• [EXCERPTED DATA]:
____

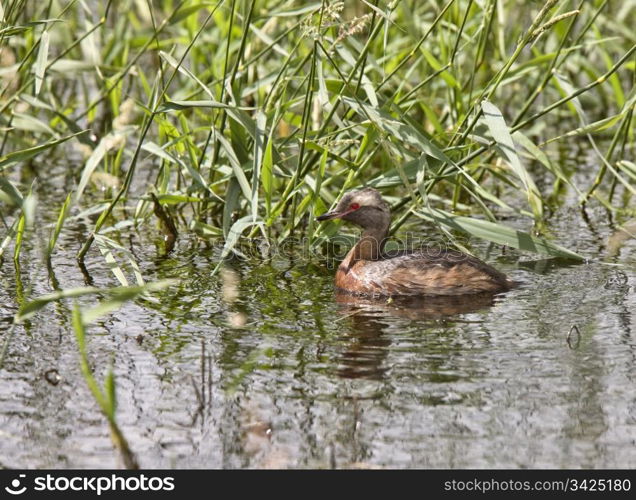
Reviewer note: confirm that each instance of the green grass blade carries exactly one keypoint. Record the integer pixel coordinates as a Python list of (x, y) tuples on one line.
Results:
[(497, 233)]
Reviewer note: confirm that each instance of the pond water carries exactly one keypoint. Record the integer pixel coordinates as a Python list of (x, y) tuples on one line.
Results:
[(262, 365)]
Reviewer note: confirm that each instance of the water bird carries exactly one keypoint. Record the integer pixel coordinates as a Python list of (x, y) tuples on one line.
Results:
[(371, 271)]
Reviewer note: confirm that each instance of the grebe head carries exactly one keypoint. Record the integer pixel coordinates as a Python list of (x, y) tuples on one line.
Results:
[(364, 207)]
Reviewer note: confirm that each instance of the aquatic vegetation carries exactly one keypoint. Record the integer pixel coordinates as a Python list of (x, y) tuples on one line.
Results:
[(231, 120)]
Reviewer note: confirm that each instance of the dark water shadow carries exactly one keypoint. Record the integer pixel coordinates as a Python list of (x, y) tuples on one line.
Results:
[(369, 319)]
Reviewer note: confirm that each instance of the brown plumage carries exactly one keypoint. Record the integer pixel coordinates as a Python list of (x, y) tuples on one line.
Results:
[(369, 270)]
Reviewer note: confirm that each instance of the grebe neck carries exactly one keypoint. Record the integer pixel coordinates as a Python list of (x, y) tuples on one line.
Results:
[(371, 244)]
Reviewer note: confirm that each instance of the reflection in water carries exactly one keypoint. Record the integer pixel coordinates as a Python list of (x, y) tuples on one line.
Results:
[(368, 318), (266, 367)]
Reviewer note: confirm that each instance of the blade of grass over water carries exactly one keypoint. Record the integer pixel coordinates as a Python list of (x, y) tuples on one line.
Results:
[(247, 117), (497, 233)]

____

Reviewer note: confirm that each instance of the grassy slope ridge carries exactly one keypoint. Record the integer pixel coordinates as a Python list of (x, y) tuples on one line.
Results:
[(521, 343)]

____

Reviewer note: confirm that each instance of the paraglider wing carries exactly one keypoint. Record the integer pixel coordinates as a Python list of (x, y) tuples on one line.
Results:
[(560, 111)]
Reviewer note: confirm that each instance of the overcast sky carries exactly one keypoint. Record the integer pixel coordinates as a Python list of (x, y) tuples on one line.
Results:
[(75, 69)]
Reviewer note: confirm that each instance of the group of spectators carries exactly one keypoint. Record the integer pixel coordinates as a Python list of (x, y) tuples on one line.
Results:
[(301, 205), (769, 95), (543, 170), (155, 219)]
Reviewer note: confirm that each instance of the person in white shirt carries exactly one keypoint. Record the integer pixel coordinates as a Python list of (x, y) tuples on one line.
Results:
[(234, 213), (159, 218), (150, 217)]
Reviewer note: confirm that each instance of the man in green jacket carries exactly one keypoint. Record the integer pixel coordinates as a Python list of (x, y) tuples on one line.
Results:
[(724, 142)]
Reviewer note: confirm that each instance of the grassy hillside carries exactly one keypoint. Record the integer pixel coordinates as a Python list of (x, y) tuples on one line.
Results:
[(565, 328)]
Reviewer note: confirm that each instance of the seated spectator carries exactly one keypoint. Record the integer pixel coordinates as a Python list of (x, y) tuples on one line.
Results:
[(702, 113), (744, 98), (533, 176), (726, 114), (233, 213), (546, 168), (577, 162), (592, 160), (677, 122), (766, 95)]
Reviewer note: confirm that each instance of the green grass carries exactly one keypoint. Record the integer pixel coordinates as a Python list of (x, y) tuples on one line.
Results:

____

• [EXERCISE TASK]: Edit the lines starting with the one containing "Reviewer note: confirm that each instance of the blade" and going on through the one containing "[(247, 117), (497, 233)]": replace "over water" with "above the pond", keep everything else unchanged, and give back only those lines.

• [TASK OUTPUT]:
Reviewer note: confirm that each instance of the blade of grass above the pond carries exactly one keypoint. Record the integer pixel coordinates as a Python list of (x, y) tuples on one line.
Results:
[(247, 117), (497, 233)]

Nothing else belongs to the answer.